#### ZU LÖSENDE AUFGABEN:
**A)** Nennen Sie alle Schritte, mit denen Martin Delius laut dem Text über die Piratenpartei auf sein Zitat reagierte.
**B)** Geben Sie den Abschnitt des Textes über die Piratenpartei wieder, der mit den Worten „Die qua Selbstdefinition“ beginnt und mit „gegen rechts positioniert.“ endet, und ersetzen Sie darin „Piratenpartei“ durch „Bewegung“.

#### TEXTAUSZUG:
Die qua Selbstdefinition unideologische Piratenpartei steht dem Ansturm weniger Ideologen hilflos gegenüber. Es ist unumgänglich, dass sie sich klar gegen rechts positioniert.

D er absurde historische Vergleich, den der Berliner Pirat Martin Delius gezogen hat, taugt nicht als Beleg für angebliche Rechtstendenzen seiner Partei. Der sonst bedacht und seriös auftretende Berliner Fraktionsgeschäftsführer hat sich schlicht verplappert, als er den Aufstieg der Piraten mit dem der NSDAP gleichsetzte.

Und indem Delius das Zitat einräumte, sich entschuldigte und von der Kandidatur für ein höheres Amt zurücktrat, verhielt er sich so vorbildlich, wie man es sich von anderen Politikern nach verbalen Fehlleistungen wünschen würde.

#### BEREITGESTELLTES MATERIAL:

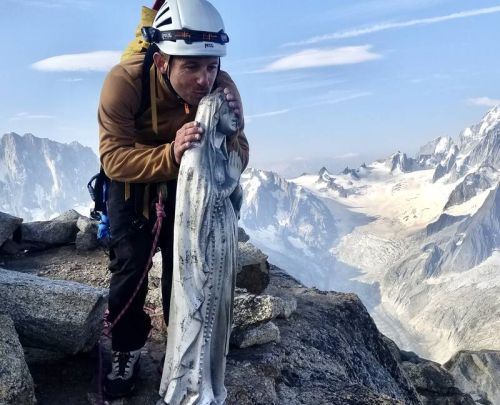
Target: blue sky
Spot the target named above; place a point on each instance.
(323, 82)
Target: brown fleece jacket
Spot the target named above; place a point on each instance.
(129, 149)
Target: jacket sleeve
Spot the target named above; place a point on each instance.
(238, 142)
(120, 158)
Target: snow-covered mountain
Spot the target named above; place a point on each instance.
(417, 238)
(286, 218)
(40, 178)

#### LÖSUNGEN IM EINZELNEN:
**A)**
- Er räumte das Zitat ein.
- Er entschuldigte sich.
- Er trat von der Kandidatur für ein höheres Amt zurück.

**B)**
Die qua Selbstdefinition unideologische Bewegung steht dem Ansturm weniger Ideologen hilflos gegenüber. Es ist unumgänglich, dass sie sich klar gegen rechts positioniert.